▶ WORK TO COMPLETE: Give the lines as a JSON list of strings, one per line, with blank lines omitted, starting at the first line of the records and ending after the line that contains "[(218, 466)]".

** start SUPPLIED MATERIAL **

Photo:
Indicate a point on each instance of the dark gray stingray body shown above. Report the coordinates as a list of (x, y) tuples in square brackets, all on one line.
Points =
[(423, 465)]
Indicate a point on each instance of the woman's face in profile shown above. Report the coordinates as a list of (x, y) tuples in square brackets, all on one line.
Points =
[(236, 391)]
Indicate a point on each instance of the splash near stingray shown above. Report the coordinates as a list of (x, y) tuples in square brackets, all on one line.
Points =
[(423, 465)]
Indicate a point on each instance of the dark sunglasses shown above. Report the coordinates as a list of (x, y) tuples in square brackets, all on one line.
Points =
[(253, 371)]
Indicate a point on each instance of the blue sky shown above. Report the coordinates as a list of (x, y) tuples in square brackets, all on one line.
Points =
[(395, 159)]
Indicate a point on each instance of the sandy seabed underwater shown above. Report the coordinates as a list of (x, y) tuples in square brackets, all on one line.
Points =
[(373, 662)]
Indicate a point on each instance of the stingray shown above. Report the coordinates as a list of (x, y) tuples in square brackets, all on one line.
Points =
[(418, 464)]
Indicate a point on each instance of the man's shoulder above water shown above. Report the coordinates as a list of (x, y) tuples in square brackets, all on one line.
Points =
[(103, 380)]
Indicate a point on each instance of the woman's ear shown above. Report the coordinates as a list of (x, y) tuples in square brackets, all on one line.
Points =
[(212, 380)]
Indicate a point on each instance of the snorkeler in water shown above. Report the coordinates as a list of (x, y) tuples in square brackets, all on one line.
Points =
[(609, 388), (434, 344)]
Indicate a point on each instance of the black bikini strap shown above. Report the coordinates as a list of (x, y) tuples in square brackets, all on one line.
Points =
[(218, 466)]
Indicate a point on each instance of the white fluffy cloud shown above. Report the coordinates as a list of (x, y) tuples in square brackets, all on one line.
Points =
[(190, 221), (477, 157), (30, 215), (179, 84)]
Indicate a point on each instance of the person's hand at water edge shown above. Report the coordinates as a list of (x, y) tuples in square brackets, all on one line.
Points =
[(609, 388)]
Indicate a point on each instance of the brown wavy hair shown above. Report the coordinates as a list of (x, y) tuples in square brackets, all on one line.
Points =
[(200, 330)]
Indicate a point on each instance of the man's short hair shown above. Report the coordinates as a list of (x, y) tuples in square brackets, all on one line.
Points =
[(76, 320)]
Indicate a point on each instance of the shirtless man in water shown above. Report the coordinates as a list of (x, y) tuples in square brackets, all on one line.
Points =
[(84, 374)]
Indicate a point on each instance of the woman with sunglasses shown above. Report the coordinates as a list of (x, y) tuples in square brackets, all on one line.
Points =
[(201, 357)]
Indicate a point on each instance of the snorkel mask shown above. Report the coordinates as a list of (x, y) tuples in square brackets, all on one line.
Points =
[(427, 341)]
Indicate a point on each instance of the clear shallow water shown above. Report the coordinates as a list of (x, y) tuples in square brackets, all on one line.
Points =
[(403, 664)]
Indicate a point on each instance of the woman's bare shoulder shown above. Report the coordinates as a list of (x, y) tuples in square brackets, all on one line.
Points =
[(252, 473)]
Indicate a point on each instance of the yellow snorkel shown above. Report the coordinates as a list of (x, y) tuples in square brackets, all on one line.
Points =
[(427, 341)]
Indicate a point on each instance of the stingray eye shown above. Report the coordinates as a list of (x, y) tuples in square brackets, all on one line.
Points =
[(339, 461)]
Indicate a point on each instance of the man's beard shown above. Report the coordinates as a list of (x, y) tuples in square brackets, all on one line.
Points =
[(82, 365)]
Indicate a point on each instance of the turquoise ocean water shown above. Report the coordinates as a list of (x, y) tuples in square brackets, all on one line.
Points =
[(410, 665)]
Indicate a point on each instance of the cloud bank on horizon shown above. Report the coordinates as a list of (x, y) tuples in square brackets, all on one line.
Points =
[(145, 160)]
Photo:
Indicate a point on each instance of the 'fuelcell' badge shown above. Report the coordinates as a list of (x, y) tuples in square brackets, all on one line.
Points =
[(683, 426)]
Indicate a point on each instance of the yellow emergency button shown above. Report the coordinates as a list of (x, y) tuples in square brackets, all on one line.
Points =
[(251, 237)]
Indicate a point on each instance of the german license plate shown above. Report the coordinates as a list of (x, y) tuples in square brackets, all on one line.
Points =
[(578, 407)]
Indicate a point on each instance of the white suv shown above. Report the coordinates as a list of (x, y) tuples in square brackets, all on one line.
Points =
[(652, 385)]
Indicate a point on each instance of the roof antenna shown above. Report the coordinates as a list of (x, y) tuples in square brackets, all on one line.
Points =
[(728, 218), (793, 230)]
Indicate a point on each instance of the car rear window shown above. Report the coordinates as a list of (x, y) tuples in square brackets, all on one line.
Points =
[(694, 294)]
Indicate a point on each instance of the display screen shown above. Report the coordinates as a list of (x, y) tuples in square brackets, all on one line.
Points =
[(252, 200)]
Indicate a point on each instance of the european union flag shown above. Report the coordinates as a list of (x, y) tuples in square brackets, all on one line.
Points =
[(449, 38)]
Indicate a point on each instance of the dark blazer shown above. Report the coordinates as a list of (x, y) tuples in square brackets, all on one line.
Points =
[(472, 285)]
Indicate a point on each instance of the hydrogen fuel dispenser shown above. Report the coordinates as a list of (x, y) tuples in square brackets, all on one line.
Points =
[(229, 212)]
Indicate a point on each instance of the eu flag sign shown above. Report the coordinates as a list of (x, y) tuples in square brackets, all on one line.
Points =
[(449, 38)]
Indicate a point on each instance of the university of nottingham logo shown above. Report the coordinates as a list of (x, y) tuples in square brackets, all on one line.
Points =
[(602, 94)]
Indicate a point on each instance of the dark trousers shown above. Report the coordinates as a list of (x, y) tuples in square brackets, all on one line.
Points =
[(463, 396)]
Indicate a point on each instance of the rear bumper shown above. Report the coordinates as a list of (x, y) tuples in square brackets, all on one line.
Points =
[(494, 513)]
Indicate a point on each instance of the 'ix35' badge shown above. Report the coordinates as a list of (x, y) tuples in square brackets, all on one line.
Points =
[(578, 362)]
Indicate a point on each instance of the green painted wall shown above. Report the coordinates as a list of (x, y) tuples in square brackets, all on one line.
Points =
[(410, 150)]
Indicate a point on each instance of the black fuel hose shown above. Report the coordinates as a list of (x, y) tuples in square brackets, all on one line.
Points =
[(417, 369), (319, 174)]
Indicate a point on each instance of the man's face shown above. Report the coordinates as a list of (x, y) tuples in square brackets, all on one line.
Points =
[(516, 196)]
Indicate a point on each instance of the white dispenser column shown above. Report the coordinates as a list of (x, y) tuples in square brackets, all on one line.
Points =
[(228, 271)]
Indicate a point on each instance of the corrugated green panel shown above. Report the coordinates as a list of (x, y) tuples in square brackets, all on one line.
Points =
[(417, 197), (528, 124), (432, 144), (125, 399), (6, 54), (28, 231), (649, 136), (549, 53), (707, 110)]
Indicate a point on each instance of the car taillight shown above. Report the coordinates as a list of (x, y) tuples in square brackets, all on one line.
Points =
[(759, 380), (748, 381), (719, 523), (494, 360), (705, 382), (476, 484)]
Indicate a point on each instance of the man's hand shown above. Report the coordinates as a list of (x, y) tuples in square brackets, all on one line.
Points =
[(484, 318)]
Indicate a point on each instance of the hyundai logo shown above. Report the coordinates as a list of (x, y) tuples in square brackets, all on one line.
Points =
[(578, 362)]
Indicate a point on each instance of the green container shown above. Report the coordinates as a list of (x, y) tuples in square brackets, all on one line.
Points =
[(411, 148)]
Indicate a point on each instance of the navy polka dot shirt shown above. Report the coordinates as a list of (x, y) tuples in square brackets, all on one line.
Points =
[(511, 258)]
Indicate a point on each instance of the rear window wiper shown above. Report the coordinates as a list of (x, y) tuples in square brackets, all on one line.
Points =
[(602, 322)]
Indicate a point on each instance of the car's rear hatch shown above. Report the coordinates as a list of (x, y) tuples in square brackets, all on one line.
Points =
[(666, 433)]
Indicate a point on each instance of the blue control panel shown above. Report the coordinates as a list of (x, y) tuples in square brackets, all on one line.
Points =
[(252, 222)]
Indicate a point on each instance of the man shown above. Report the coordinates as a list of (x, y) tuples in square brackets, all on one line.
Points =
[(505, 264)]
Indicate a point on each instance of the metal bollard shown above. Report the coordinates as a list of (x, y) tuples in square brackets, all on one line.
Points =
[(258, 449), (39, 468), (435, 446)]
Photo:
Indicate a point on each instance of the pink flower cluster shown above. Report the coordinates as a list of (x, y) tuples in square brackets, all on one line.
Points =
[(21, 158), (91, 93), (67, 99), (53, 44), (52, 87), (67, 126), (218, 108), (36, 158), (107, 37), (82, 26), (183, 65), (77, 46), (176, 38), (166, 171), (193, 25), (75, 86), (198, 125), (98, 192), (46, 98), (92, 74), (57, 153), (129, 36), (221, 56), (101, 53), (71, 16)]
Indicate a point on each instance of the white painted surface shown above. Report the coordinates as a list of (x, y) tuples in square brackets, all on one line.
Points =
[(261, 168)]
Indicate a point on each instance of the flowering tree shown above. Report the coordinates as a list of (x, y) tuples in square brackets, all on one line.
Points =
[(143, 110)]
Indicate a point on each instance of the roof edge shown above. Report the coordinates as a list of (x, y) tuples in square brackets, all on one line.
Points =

** end SUPPLIED MATERIAL **

▶ OUTPUT:
[
  "Photo:",
  "Indicate a point on each instance of the dark gray stingray body shown above. Report the coordinates as a list of (x, y) tuples in square brackets, all on one line.",
  "Points =",
  "[(423, 465)]",
  "Indicate a point on each instance of the woman's face in profile shown above. Report the coordinates as a list of (x, y) tuples in square brackets, all on one line.",
  "Points =",
  "[(236, 391)]",
  "Indicate a point on each instance of the splash near stingray shown above. Report the coordinates as a list of (x, y) tuples in square brackets, all on one line.",
  "Points =",
  "[(423, 465)]",
  "Indicate a point on each instance of the dark sunglasses shown above. Report the coordinates as a list of (x, y) tuples in square brackets, all on one line.",
  "Points =",
  "[(253, 371)]",
  "Indicate a point on each instance of the blue sky shown above. Report the coordinates as a list of (x, y) tuples in square brackets, all on one line.",
  "Points =",
  "[(395, 159)]",
  "Indicate a point on each instance of the sandy seabed underwater shown above. Report the coordinates as a list of (x, y) tuples in square brackets, all on one line.",
  "Points =",
  "[(373, 662)]",
  "Indicate a point on each instance of the stingray shown above. Report the coordinates as a list of (x, y) tuples in square brackets, all on one line.",
  "Points =",
  "[(418, 464)]",
  "Indicate a point on each instance of the man's shoulder above water shown above. Report the coordinates as a list of (x, y) tuples in square brackets, all on one line.",
  "Points =",
  "[(103, 380)]",
  "Indicate a point on each instance of the woman's ear shown above. Report the coordinates as a list of (x, y) tuples in square brackets, all on one line.",
  "Points =",
  "[(212, 380)]",
  "Indicate a point on each instance of the snorkeler in water shown above. Report the coordinates as a list of (x, y) tuples in square brackets, all on one line.",
  "Points =",
  "[(609, 388), (434, 344)]",
  "Indicate a point on each instance of the black bikini strap shown above. Report the coordinates as a list of (x, y) tuples in square brackets, all on one line.",
  "Points =",
  "[(218, 466)]"
]